### Exercise prompt
Leave out every picture, then transcribe the rest of the listing exactly.

### Data supplied

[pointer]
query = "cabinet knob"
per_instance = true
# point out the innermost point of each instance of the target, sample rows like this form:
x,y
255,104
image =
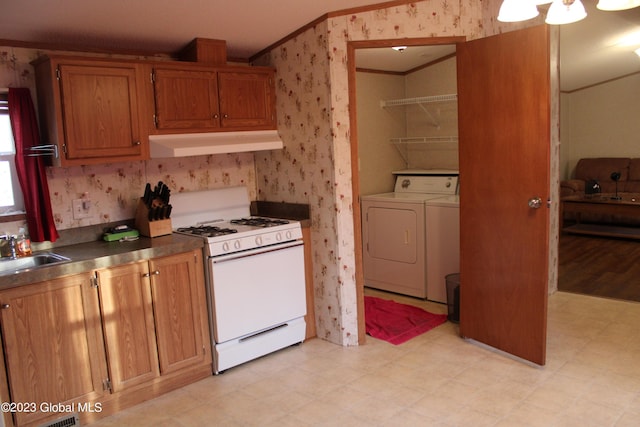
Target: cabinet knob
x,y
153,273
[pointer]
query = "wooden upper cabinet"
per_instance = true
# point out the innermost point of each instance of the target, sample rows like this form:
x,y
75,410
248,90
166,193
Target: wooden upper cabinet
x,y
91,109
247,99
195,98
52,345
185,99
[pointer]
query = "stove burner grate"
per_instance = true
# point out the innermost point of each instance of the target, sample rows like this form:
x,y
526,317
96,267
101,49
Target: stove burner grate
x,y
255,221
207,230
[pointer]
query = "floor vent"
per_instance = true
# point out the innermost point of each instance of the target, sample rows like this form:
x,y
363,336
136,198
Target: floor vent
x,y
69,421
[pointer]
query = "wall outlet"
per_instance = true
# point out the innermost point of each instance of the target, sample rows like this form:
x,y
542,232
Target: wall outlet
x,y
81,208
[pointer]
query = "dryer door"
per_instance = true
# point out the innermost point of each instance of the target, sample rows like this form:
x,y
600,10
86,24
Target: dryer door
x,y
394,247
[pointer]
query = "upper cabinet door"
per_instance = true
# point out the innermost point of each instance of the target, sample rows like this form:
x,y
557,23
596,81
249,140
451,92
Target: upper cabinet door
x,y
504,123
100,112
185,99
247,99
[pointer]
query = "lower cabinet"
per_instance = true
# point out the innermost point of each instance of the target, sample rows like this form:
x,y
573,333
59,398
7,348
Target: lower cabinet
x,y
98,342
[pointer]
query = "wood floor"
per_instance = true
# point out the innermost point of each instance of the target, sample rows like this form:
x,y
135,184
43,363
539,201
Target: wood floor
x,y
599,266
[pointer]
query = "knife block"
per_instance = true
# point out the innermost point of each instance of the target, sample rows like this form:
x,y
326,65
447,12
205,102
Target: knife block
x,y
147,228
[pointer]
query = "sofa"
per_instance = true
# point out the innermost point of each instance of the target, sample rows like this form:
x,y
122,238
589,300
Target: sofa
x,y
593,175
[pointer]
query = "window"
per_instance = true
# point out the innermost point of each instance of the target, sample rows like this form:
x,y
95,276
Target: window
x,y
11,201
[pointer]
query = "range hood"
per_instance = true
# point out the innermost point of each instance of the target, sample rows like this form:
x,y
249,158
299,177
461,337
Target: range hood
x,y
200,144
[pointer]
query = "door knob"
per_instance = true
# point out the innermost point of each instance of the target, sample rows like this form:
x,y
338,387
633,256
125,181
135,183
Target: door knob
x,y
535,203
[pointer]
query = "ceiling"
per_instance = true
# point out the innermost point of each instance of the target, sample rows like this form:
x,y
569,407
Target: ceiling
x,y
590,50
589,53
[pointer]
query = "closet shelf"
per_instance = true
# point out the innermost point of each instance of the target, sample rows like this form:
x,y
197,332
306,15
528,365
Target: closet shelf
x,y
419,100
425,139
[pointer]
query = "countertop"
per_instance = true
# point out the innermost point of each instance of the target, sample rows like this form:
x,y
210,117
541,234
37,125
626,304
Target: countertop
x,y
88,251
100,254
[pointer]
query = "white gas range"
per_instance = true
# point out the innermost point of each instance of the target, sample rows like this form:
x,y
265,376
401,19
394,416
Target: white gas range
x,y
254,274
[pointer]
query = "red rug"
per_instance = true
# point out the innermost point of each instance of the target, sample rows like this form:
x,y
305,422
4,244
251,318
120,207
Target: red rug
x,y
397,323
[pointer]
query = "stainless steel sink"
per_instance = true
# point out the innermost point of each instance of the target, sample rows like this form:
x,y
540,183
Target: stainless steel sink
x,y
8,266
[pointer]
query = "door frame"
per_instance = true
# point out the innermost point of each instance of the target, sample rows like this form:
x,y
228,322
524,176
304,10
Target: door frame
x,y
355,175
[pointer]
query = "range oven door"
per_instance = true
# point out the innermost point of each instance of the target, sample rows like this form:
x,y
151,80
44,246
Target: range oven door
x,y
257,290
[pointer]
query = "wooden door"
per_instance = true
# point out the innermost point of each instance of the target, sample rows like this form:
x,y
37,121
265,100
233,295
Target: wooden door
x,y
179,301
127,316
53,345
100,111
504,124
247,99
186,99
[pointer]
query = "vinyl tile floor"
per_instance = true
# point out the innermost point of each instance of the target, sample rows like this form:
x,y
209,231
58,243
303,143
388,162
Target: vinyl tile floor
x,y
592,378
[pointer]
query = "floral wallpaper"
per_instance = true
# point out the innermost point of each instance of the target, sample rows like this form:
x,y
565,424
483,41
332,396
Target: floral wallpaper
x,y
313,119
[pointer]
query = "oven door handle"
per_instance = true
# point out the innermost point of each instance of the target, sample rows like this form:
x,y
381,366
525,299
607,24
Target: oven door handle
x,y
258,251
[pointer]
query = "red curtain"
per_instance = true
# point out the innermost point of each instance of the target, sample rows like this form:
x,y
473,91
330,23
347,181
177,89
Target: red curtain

### Response to this exercise
[pointer]
query = "cabinet knob"
per_instance = true
# point out the innermost point of each instance of the target, sample rows like this form:
x,y
255,104
image =
Target: cabinet knob
x,y
153,273
[pointer]
query = "wooden upper cabinet"
per_instance = true
# point out the innermost point of each instance of the target, sample rows like this form:
x,y
75,410
248,90
166,193
Target: wooden upper cabinet
x,y
91,109
247,99
195,98
52,345
185,99
[pointer]
query = "stove burner grate"
per_instance = true
# point out the innermost point of each instance of the target, sample rows like this form:
x,y
526,317
96,267
101,49
Target: stove burner grate
x,y
255,221
207,230
[pointer]
query = "floor vent"
per_instance = true
# point out the innermost point of each instance of the target, sample rows like this form:
x,y
363,336
136,198
Target: floor vent
x,y
69,421
[pointer]
query = "wall outlet"
per_instance = true
# point out the innermost point of each instance of the target, sample rows like this form:
x,y
542,232
Target: wall outlet
x,y
81,208
[pointer]
query = "dryer door"
per_instance = true
# point out the innermost point of each instance of the target, sample rows like this form:
x,y
600,10
86,24
Target: dryer door
x,y
394,247
[pointer]
query = "upper cabinet door"
per_instance = true
# point out the innermost point of each instance of the target, sample rows like this form:
x,y
557,23
596,81
249,140
451,92
Target: upper cabinet door
x,y
504,123
100,112
185,99
247,99
[pointer]
query = "lower cabinet"
per_instance = true
# point out the innermost point of each instance of the target, sample rows like this form:
x,y
573,333
59,398
7,348
Target: lower cabinet
x,y
98,342
[pointer]
query = "wood floor"
per_instance = true
# point out the innermost point of each instance of the target, sample rows like this form:
x,y
135,184
43,363
539,201
Target: wood floor
x,y
599,266
[pointer]
query = "knife block"
per_instance = true
# point out the innermost point of each instance of the target, sample rows like this form:
x,y
326,65
447,12
205,102
Target: knife block
x,y
147,228
[pointer]
query = "sofa"
per_instance = true
# point out the innermost point of each instance of the target, sample rows like this form:
x,y
122,238
589,300
Target: sofa
x,y
593,175
[pointer]
query = "window"
per_instance = true
# point out the innermost point of each instance of the target, sample rows like this form:
x,y
95,276
Target: window
x,y
11,201
[pointer]
query = "range hood"
per_instance = true
# point out the innermost point of each instance of the target, sample rows like this form:
x,y
249,158
299,177
461,337
Target: range hood
x,y
200,144
[pointer]
query = "door knob"
per_instance = true
# point out the innermost point of each instance of the target, sample rows like this form:
x,y
338,387
633,256
125,181
135,183
Target: door knob
x,y
535,203
[pointer]
query = "ceiling"
per_instance = true
# point out the innermost point of each instance of the target, sample rows like this form:
x,y
569,407
Target: ceiling
x,y
590,50
589,53
[pointer]
query = "closet shelf"
per_instance = true
# point out the innermost point of each instance of the target, sample rows like this form:
x,y
197,332
306,15
528,365
Target: closet shelf
x,y
419,100
425,139
[pointer]
query = "countertop"
per_instance = true
# point out the innermost point of each instance of the target, sample rows like this form:
x,y
210,117
541,234
37,125
626,304
Target: countertop
x,y
88,251
100,254
[pointer]
query = "white gas range"
per_instance = true
# point out the innermost point of each instance of the target, sample rows like this form:
x,y
265,376
401,19
394,416
Target: white gas range
x,y
254,274
[pointer]
query = "red rug"
per_instance = true
# point out the innermost point of each instance of the target, sample rows like this form:
x,y
305,422
4,244
251,318
120,207
Target: red rug
x,y
397,323
[pointer]
query = "stainless steel sink"
per_instance = true
# point out the innermost point of each instance of the target, sample rows like this form:
x,y
540,183
Target: stainless steel sink
x,y
8,266
[pointer]
query = "door frame"
per_instance = true
# point out the innermost point of each instance of the target, sample rows like this form:
x,y
228,322
524,176
304,10
Target: door frame
x,y
355,175
[pointer]
query = "range oven door"
per_instance = true
# point out the innermost point of each instance of the target, sample rows like this form:
x,y
151,80
44,246
Target: range oven door
x,y
257,290
[pointer]
query = "wooden door"
per_instance = true
# point out the innermost point of each instance of the target, sample rows like this form:
x,y
37,121
265,100
233,295
Target: wooden door
x,y
179,301
127,316
53,345
100,111
504,124
247,99
186,99
[pointer]
query = "vinyl tile floor"
per_instance = true
# point out the innermost point of each instance of the target, sample rows like this form:
x,y
209,231
58,243
303,143
388,162
Target: vinyl tile floor
x,y
592,378
[pointer]
query = "floral wallpaper"
per_instance = true
# point out the innermost point of each instance of the target, sample rows like this form:
x,y
565,424
483,41
332,396
Target: floral wallpaper
x,y
313,119
[pointer]
query = "oven door handle"
per_instance = true
# point out the innermost point of each instance of the target, sample rows like this form:
x,y
381,366
525,299
607,24
Target: oven door handle
x,y
258,251
[pointer]
query = "red curtain"
per_instance = true
# point out the innermost point of each instance of the target, sample rows like this form:
x,y
473,91
330,23
347,181
177,89
Target: red curtain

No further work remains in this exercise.